§ SUPPLIED PASSAGE:
Hence, our code has to poll the SQS queue using an instance of AmazonSQS. This is created by some new code inside ClientFactory:

public static AmazonSQS createSQSClient() {
    ClientConfiguration clientConfig = createClientConfiguration();

    return AmazonSQSClientBuilder
            .standard()
            .withClientConfiguration(clientConfig)
            .withCredentials(new ProfileCredentialsProvider())
            .withRegion("eu-west-1")
            .build();
}

The ClientConfiguration is the same as for the Rekognition client, so we can refactor it into the method createClientConfiguration().

The AmazonSQS provides the method receiveMessage() to collect new messages from the SQS queue. The URL of the queue is provided as first parameter to this method. The following code iterates over all messages and extracts the job ID. If it matches the one we have obtained before, the status of the job is evaluated. In case it is SUCCEEDED, we can query the Amazon Rekognition service for the results.

This is done by submitting a GetLabelDetectionRequest with the job ID, the maximum of results and a sorting order to the Rekognition service. As the list may be very long, the results are paged using a token. While the result contains a “next token”, we have to submit another request to retrieve the remaining results. For each detected label we output the name of the label, its confidence and the timestamp relative to the beginning of the video.

The user has can start the application by providing three arguments:

java -jar target\rekognition-1.0-SNAPSHOT-jar-with-dependencies.jar detect-labels-video javacodegeeks-videos people_walking.mp4

The first argument is the operation to start in our application, the second the S3 bucket and the third the name of the video inside the bucket. As mentioned before, please double-check that the bucket resides within the AWS region you are using. Here I have chosen a video with walking people. Feel free to choose any H.264 encoded video that you have.

A sample output for the video looks like this:

Started label detection.
Waiting for message with job-id:563b31a1f1fa05a9cb917d270c7c500631bc13e159ea18e4e8bfa5d6ad689624
......
Found job: "563b31a1f1fa05a9cb917d270c7c500631bc13e159ea18e4e8bfa5d6ad689624"
Label: Crowd; confidence=58.403896; ts=0
Label: Human; confidence=98.9896; ts=0
Label: People; confidence=97.9793; ts=0
Label: Person; confidence=98.9896; ts=0
Label: Crowd; confidence=53.8455; ts=166
Label: Human; confidence=98.9825; ts=166
Label: People; confidence=97.965004; ts=166
Label: Person; confidence=98.9825; ts=166
Label: Human; confidence=98.9161; ts=375
Label: People; confidence=97.8322; ts=375
Label: Person; confidence=98.9161; ts=375
Label: Crowd; confidence=51.8283; ts=583
Label: Human; confidence=98.9411; ts=583
Label: People; confidence=97.8823; ts=583
Label: Person; confidence=98.9411; ts=583
Label: Human; confidence=98.896996; ts=792
Label: People; confidence=97.794; ts=792
Label: Person; confidence=98.896996; ts=792
Label: Human; confidence=99.0301; ts=959
Label: People; confidence=98.060104; ts=959
Label: Person; confidence=99.0301; ts=959
Label: Human; confidence=99.026695; ts=1167
Label: People; confidence=98.0535; ts=1167
Label: Person; confidence=99.026695; ts=1167
Label: Clothing; confidence=51.8821; ts=1376
[...]

As we can see, the service is pretty sure that it has detected a crowd with humans. The output is truncated, as the same output repeats for the rest of the sample video.

§ SHORT EXERCISE 1: In the listing, substitute "layout chart" for "player-spacing chart" in everything from the line containing "written like (295,151)." down to the end of the listing, and give those lines back with nothing else altered. Leave the pictures out of your answer.

§ GIVEN RECORDS:
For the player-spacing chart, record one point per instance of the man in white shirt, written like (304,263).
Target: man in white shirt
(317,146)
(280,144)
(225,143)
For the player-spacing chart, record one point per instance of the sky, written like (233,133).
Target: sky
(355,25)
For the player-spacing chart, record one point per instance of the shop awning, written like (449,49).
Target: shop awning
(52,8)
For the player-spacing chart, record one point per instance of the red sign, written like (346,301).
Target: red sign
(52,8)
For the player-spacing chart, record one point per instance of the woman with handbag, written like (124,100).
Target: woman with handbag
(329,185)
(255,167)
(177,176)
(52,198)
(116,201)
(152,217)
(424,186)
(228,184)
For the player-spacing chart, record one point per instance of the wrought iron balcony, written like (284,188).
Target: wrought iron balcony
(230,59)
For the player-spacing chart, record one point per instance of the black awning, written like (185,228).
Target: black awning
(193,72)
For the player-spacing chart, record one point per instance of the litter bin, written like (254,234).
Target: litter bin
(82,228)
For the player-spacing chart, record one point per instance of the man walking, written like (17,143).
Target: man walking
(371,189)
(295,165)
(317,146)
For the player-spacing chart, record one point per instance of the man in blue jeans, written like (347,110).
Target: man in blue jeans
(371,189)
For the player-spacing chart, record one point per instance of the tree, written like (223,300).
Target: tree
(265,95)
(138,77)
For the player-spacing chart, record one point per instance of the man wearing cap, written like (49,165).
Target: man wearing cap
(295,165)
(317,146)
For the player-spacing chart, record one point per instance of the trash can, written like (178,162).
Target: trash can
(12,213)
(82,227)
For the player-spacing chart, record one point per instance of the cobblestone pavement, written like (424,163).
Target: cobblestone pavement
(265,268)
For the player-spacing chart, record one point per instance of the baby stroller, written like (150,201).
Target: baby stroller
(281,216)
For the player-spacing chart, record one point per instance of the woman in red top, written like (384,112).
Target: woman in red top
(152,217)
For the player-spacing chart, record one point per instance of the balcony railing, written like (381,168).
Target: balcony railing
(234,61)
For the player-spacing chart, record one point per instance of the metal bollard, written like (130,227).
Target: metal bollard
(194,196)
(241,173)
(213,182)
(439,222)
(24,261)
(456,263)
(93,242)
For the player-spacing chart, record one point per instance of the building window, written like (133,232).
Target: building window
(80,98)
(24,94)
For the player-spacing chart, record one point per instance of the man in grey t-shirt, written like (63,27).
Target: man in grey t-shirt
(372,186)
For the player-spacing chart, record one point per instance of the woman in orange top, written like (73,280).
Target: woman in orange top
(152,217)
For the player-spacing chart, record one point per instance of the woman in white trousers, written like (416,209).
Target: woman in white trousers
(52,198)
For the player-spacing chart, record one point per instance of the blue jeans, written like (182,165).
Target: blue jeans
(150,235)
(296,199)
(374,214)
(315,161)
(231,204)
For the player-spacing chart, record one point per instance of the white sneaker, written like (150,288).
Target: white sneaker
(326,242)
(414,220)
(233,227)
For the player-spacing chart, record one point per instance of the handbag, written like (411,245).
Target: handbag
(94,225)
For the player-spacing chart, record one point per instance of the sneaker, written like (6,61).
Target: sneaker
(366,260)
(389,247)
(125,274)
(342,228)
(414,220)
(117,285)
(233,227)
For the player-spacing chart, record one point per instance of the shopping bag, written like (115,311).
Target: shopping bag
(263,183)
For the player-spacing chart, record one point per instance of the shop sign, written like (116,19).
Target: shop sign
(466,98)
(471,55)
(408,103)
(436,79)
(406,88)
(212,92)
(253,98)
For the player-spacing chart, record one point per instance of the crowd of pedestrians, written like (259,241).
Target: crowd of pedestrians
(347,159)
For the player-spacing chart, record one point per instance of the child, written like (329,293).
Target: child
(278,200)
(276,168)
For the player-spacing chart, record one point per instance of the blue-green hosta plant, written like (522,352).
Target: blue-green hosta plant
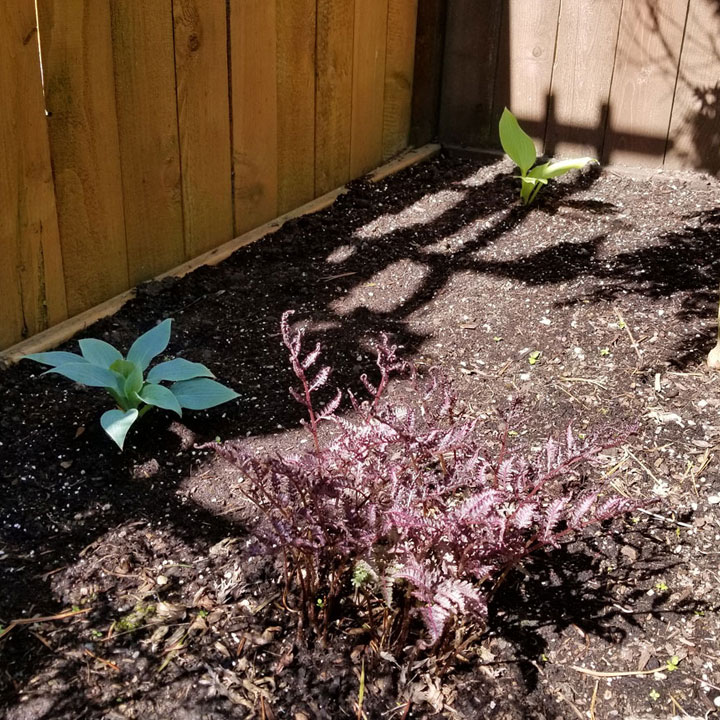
(101,365)
(521,150)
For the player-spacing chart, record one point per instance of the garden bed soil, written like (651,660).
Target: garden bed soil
(612,280)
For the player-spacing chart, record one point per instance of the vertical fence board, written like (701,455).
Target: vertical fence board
(144,62)
(253,59)
(296,102)
(31,274)
(473,36)
(695,124)
(587,36)
(644,81)
(201,71)
(524,78)
(400,58)
(427,72)
(80,98)
(333,94)
(368,85)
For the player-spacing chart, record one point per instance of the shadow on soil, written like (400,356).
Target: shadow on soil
(64,488)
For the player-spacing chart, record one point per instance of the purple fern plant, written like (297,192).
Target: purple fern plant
(406,502)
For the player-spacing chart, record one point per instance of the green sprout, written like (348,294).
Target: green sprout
(521,150)
(101,365)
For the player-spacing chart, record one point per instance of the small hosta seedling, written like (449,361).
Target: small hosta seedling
(521,150)
(101,365)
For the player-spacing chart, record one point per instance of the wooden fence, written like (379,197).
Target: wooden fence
(634,82)
(146,132)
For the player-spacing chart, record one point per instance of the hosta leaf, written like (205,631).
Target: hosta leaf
(98,352)
(160,397)
(516,142)
(87,374)
(176,370)
(123,367)
(55,358)
(116,423)
(150,344)
(201,393)
(133,382)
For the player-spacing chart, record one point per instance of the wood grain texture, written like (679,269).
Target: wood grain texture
(31,273)
(469,69)
(333,93)
(587,37)
(529,30)
(643,85)
(695,123)
(144,63)
(80,98)
(399,62)
(253,60)
(296,102)
(370,43)
(51,338)
(427,71)
(201,72)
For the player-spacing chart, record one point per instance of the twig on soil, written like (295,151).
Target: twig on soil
(593,700)
(502,370)
(623,324)
(666,519)
(109,664)
(587,380)
(42,640)
(618,673)
(572,705)
(45,618)
(643,466)
(570,395)
(679,706)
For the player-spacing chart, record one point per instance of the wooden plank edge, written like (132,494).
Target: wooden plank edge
(65,330)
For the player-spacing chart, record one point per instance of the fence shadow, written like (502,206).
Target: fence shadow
(54,509)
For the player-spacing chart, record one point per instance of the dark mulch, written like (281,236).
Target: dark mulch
(612,279)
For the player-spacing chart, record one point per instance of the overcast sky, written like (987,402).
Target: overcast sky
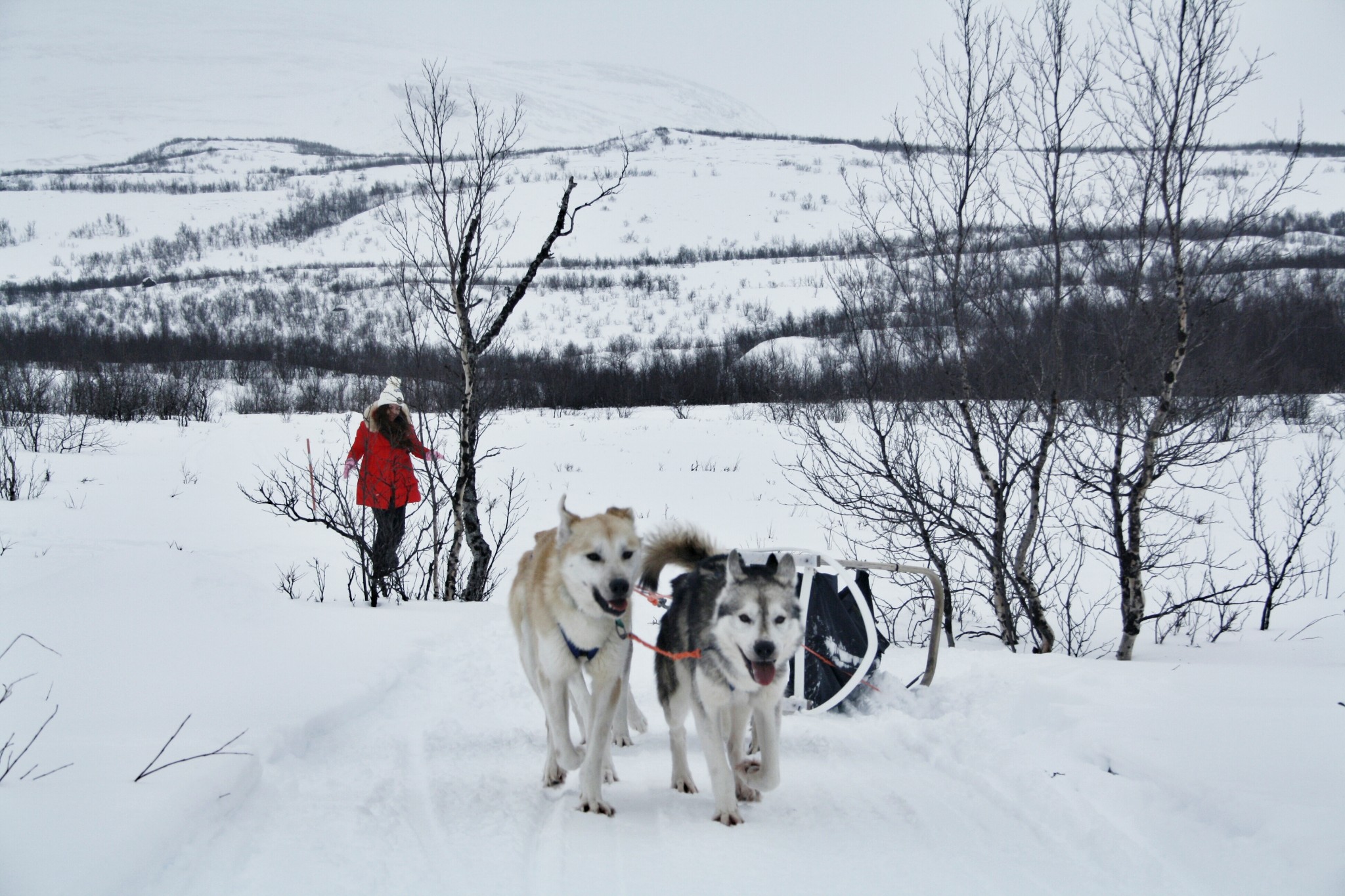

§ SHORT EXERCISE 2: Copy the passage on Amazon Rekognition word for word, covering everything from "public static AmazonSQS" down to "for the results.".

§ WRITTEN REPLY 1:
For the layout chart, record one point per instance of the twig on soil, written like (295,151).
Target: twig on soil
(593,700)
(502,370)
(623,324)
(666,519)
(109,664)
(587,380)
(42,640)
(618,673)
(572,705)
(45,618)
(643,466)
(570,395)
(679,706)
For the layout chart, record one point per instance of the wooden plank edge, written like (132,494).
Target: wooden plank edge
(65,330)
For the layout chart, record one point per instance of the fence shadow, written like (502,206).
Target: fence shadow
(54,509)
For the layout chart, record one point per instance of the dark mulch, written like (281,236).
Target: dark mulch
(612,279)
For the layout chart, record one point per instance of the overcast sky, written like (987,402).
Target: overcast sky

§ WRITTEN REPLY 2:
public static AmazonSQS createSQSClient() {
    ClientConfiguration clientConfig = createClientConfiguration();

    return AmazonSQSClientBuilder
            .standard()
            .withClientConfiguration(clientConfig)
            .withCredentials(new ProfileCredentialsProvider())
            .withRegion("eu-west-1")
            .build();
}

The ClientConfiguration is the same as for the Rekognition client, so we can refactor it into the method createClientConfiguration().

The AmazonSQS provides the method receiveMessage() to collect new messages from the SQS queue. The URL of the queue is provided as first parameter to this method. The following code iterates over all messages and extracts the job ID. If it matches the one we have obtained before, the status of the job is evaluated. In case it is SUCCEEDED, we can query the Amazon Rekognition service for the results.